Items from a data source
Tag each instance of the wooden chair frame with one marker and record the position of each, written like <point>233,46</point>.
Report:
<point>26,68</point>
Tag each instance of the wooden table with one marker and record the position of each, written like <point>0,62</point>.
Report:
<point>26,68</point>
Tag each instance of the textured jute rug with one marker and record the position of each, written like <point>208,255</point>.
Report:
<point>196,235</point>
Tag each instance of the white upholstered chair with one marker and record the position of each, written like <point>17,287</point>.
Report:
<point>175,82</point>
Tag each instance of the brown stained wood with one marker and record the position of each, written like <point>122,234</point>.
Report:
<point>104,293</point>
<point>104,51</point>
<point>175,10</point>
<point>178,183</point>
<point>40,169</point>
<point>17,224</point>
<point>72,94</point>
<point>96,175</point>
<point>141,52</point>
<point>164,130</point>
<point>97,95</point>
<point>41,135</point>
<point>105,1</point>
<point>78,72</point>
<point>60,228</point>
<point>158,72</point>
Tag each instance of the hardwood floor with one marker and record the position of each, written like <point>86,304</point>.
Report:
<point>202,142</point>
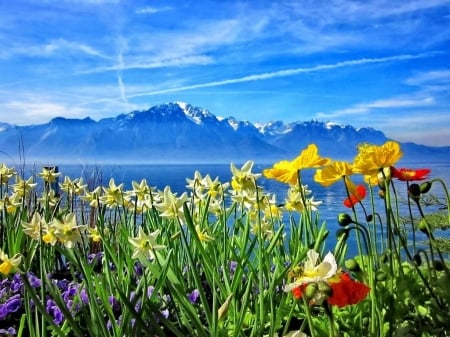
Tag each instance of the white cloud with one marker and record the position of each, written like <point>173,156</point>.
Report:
<point>32,112</point>
<point>390,103</point>
<point>54,48</point>
<point>153,10</point>
<point>283,73</point>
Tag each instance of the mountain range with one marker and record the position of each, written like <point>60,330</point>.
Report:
<point>179,132</point>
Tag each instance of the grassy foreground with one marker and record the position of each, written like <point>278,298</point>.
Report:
<point>226,258</point>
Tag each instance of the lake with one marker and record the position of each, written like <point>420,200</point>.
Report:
<point>175,176</point>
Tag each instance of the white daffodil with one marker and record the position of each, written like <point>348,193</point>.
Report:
<point>313,271</point>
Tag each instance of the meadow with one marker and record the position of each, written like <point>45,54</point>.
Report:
<point>227,258</point>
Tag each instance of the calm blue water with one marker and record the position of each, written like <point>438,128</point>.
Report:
<point>175,176</point>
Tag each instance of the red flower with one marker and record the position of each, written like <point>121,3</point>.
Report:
<point>357,196</point>
<point>347,291</point>
<point>404,174</point>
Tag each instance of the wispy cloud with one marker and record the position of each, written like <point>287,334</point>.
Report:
<point>366,108</point>
<point>54,48</point>
<point>285,73</point>
<point>153,10</point>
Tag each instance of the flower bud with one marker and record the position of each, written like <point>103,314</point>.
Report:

-- Task statement --
Could you copy all of the entries above exactly, without the pictures?

-- Solution to this exercise --
Tag each instance of the wooden chair frame with one marker and record the position of each, written like <point>233,46</point>.
Report:
<point>26,68</point>
Tag each instance of the wooden table with one marker and record the position of each, written like <point>0,62</point>.
Report:
<point>26,68</point>
Tag each instance of the textured jute rug with one marker and record the position of each, written like <point>208,255</point>.
Report:
<point>196,235</point>
Tag each instance of the white upholstered chair with one marker and record the position of each, written like <point>17,287</point>.
Report:
<point>175,82</point>
Tag each instance of the brown stained wood with one marker and record the position of each, written like <point>122,234</point>.
Report:
<point>104,293</point>
<point>104,51</point>
<point>175,10</point>
<point>178,183</point>
<point>40,169</point>
<point>17,224</point>
<point>72,94</point>
<point>96,175</point>
<point>141,52</point>
<point>164,130</point>
<point>97,95</point>
<point>41,135</point>
<point>105,1</point>
<point>78,72</point>
<point>60,228</point>
<point>158,72</point>
Tag each instance of the hardwood floor with one marker and record the position of each, written like <point>86,304</point>.
Report:
<point>202,142</point>
Tag each instance of the white cloud with one marker and record the position of each, written like <point>173,156</point>.
Report:
<point>32,112</point>
<point>390,103</point>
<point>54,48</point>
<point>153,10</point>
<point>283,73</point>
Tag each instance of the mountain range with one marker and record the position of each, written like <point>60,330</point>.
Report:
<point>179,132</point>
Tag each instance of the grassy foreground with one marker and record the position of each, written like <point>278,298</point>.
Report:
<point>226,258</point>
Tag each instance of the lake with one marker and record the position of each, written like <point>420,200</point>.
Report:
<point>175,176</point>
Tag each instance of the white daffodil with one marker and record the position of each, written like <point>348,193</point>.
Report:
<point>313,271</point>
Tag each instance of the meadow with one marker and record the position of each, written like <point>45,54</point>.
Report:
<point>227,258</point>
Tag each instance of the calm blue water with one marker and record the position of each, written like <point>438,128</point>.
Report:
<point>175,176</point>
Tag each instance of the red flower with one marker and record the position of each, written like <point>121,3</point>.
Report:
<point>357,196</point>
<point>347,291</point>
<point>404,174</point>
Tag each instance of the wispy cloud with one marker and record the position of each, written like <point>287,334</point>.
Report:
<point>366,108</point>
<point>54,48</point>
<point>285,73</point>
<point>153,10</point>
Tag each instance of the flower bud with one marker and record the position of each, written like <point>103,314</point>.
Report:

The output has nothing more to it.